[Photo-based referring expression data]
═══

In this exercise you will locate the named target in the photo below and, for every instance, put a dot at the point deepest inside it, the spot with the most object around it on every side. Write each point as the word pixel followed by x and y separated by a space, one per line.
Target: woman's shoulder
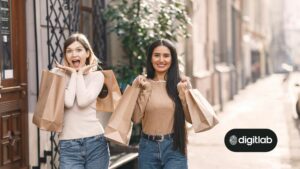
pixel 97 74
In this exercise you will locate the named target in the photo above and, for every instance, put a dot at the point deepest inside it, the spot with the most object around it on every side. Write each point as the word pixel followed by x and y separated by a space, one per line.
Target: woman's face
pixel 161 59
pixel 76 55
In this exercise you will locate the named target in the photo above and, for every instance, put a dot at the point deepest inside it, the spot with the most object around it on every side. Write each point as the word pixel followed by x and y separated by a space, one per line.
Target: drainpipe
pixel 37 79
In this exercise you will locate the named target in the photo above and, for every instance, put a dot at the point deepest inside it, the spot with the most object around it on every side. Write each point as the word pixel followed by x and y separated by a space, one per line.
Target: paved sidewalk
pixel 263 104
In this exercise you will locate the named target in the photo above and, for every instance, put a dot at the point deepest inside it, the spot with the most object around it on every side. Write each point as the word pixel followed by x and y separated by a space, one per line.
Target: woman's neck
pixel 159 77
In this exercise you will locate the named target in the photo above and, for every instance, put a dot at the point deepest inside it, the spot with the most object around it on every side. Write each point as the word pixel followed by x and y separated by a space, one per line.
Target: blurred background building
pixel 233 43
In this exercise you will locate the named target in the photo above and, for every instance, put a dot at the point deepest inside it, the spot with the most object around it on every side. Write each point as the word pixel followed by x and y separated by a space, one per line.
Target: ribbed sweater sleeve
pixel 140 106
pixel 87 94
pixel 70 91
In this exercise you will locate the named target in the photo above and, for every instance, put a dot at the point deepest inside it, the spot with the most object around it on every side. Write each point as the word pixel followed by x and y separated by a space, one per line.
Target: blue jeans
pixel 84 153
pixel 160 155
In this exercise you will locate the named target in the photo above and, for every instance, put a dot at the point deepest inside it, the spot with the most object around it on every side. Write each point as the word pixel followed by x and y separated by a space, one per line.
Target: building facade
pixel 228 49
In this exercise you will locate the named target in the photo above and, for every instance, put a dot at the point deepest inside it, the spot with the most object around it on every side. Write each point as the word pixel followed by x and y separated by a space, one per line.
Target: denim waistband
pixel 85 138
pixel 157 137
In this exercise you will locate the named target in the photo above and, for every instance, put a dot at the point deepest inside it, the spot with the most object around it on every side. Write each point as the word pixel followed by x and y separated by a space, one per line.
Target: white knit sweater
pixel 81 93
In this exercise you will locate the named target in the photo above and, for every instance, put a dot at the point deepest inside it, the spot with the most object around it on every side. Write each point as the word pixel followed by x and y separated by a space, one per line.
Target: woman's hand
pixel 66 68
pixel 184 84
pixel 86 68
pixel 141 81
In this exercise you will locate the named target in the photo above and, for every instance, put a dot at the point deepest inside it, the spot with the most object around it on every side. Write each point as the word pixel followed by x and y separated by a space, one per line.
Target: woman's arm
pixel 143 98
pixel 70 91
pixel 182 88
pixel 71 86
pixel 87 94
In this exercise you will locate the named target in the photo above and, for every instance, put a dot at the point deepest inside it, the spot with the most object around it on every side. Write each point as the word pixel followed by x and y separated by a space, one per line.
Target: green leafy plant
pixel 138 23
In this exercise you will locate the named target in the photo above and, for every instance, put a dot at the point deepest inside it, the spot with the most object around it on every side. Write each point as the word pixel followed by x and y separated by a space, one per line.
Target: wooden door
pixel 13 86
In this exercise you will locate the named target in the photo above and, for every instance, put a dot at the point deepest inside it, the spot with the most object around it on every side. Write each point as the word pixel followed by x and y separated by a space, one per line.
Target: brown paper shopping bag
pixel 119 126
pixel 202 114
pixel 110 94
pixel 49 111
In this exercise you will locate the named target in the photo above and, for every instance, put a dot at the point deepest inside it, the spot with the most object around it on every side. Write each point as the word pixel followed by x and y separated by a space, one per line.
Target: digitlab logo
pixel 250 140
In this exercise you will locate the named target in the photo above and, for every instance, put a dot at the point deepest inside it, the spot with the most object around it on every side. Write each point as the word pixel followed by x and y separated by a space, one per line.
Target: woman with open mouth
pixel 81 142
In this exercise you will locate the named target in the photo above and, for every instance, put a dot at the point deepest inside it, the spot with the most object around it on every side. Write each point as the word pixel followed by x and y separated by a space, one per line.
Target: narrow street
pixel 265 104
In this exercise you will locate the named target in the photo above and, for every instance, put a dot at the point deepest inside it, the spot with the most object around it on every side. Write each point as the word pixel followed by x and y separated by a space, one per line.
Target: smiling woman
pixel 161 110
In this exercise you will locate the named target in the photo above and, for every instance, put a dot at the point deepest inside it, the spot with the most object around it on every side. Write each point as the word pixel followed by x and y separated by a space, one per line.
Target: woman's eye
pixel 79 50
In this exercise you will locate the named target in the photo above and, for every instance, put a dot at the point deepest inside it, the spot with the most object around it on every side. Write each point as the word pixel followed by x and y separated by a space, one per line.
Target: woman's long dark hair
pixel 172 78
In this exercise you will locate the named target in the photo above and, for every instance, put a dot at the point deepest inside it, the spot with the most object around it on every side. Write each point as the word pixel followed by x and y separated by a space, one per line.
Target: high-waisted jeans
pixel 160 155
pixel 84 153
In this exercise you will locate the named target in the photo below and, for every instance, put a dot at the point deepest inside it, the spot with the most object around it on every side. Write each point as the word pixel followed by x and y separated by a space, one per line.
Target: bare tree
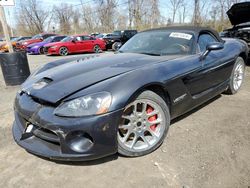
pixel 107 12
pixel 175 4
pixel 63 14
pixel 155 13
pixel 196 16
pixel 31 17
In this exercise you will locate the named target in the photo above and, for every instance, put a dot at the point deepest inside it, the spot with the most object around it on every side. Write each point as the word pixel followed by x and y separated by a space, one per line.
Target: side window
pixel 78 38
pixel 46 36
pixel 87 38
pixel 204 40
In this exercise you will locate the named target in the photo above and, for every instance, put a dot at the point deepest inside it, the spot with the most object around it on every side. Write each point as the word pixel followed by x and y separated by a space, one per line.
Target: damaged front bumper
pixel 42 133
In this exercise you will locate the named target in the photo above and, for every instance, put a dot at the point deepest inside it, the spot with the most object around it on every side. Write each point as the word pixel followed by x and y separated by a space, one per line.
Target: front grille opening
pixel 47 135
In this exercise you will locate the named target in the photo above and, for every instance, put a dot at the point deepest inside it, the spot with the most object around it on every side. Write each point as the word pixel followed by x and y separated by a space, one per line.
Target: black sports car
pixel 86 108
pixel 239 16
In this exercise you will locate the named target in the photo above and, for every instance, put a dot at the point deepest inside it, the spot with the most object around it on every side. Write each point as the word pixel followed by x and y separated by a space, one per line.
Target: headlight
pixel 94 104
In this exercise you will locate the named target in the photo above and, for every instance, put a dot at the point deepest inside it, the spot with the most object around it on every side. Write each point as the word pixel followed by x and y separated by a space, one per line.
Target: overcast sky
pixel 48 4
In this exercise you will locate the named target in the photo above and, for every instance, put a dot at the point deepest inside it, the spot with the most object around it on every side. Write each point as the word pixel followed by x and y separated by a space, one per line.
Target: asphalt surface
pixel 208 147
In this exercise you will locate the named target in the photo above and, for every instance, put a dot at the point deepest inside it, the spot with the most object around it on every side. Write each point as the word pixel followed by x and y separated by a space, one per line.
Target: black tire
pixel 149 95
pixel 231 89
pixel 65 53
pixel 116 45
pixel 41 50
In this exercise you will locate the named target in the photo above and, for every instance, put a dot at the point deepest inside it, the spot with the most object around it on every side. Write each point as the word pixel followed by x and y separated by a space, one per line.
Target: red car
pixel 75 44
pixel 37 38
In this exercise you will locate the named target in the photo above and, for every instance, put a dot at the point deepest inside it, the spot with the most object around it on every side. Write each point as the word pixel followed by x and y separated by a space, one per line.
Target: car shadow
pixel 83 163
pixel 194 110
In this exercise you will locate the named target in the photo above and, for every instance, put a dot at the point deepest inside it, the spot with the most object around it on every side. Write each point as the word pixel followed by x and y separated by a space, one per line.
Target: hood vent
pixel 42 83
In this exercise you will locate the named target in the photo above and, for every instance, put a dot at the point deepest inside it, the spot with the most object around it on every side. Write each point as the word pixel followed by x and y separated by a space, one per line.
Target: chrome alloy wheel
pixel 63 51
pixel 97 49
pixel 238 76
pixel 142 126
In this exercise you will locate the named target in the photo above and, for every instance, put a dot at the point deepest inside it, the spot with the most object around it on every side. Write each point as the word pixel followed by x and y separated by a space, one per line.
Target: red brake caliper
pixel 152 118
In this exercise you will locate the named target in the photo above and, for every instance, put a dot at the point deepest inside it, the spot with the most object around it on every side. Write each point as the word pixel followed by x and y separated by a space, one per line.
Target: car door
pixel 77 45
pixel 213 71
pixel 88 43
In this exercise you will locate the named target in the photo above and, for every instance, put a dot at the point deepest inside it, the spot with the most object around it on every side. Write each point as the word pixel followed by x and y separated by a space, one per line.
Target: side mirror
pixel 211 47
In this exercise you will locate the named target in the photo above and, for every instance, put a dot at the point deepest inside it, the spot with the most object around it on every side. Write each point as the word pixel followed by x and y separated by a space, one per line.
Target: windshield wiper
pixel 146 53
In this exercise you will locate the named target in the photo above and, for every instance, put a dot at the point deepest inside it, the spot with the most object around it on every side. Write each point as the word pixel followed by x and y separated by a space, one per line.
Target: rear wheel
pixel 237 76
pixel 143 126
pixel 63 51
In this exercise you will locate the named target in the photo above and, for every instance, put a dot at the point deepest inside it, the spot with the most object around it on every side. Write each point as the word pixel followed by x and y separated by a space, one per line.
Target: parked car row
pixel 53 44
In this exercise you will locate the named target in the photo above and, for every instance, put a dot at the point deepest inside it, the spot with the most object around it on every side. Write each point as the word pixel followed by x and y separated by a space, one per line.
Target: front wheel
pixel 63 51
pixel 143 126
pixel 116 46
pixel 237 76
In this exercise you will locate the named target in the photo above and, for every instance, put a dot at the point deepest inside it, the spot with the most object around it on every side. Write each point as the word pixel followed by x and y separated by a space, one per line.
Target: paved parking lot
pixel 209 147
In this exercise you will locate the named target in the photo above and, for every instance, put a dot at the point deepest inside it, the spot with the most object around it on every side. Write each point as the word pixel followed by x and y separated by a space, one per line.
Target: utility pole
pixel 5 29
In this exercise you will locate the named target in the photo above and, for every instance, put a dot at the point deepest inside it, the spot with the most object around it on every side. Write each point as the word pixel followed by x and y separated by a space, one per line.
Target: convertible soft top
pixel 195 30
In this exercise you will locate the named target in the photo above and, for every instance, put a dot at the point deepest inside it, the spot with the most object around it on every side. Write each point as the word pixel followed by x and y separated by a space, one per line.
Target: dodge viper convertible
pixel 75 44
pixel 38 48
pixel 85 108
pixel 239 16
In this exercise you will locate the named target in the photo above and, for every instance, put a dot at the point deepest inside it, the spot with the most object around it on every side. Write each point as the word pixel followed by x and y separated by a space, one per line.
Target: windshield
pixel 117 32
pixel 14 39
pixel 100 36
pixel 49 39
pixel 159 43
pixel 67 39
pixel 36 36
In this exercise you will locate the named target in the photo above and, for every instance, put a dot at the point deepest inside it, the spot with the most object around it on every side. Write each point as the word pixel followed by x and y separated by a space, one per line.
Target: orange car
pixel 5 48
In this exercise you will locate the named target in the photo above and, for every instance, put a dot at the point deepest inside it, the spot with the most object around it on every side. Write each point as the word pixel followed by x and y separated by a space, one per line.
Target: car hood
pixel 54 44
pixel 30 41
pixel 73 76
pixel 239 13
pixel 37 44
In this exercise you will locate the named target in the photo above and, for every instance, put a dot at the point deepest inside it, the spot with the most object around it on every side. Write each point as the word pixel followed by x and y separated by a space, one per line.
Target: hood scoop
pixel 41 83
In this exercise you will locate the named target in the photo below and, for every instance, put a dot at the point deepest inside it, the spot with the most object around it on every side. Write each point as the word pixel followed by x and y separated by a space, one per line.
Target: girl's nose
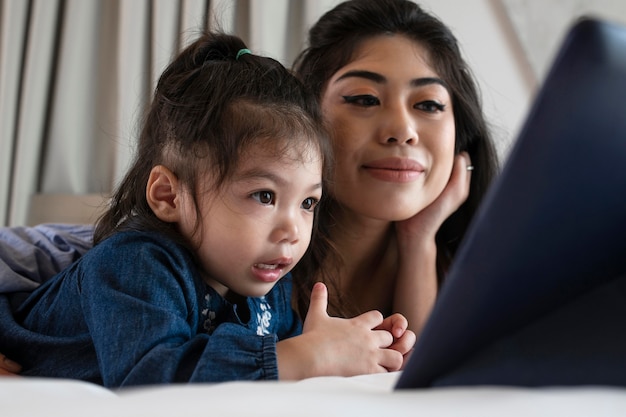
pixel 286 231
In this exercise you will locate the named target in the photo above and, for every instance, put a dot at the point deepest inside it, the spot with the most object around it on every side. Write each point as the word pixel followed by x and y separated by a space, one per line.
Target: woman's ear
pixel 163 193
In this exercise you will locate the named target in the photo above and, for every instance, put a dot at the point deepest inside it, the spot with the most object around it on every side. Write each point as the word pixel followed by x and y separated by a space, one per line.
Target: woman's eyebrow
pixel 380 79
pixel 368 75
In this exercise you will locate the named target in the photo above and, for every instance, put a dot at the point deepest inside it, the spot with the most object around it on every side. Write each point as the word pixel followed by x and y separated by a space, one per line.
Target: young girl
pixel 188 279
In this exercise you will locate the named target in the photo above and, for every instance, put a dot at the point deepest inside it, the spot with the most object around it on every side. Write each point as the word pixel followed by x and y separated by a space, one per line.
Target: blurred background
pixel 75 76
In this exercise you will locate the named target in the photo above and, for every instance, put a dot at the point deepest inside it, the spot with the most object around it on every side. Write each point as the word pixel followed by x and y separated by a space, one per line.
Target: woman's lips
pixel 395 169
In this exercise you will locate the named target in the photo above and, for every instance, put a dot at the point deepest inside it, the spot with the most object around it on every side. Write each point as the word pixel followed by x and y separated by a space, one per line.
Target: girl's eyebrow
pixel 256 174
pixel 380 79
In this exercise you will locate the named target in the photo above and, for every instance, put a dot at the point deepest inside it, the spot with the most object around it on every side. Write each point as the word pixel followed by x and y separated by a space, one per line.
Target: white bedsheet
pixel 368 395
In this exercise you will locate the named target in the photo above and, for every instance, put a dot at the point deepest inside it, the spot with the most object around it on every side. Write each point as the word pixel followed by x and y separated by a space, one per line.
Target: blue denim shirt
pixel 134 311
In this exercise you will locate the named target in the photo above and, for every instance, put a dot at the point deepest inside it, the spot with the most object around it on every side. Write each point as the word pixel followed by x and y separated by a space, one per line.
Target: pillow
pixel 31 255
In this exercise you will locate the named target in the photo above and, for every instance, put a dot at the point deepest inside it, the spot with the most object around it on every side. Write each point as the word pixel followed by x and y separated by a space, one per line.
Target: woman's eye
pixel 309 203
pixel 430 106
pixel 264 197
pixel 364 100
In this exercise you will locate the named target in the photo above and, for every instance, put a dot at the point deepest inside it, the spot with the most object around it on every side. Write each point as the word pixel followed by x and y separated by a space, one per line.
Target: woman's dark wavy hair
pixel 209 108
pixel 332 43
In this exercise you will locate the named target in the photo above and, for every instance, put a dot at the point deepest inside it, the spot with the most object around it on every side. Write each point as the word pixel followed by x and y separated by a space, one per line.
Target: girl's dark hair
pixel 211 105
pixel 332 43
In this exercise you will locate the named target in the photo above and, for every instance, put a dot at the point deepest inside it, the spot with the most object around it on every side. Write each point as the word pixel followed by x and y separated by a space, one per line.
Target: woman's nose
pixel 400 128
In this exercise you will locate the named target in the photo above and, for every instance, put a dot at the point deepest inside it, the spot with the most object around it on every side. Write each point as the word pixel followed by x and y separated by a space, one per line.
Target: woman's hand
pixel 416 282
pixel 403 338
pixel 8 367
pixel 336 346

═══

## WORK INSTRUCTIONS:
Only the lines from the one containing "Target: woman's nose" to the end of the records should be repeated, exactly as they appear.

## ANSWER SECTION:
Target: woman's nose
pixel 400 128
In this exercise you will locate the named target in the photo above and, for every instance, put a dot at the point deepest inside it, the spot with the most object around it on every side. Write each point as the word pixel followed by x and y separated by a space, one per line.
Target: woman's hand
pixel 416 282
pixel 403 338
pixel 8 367
pixel 336 346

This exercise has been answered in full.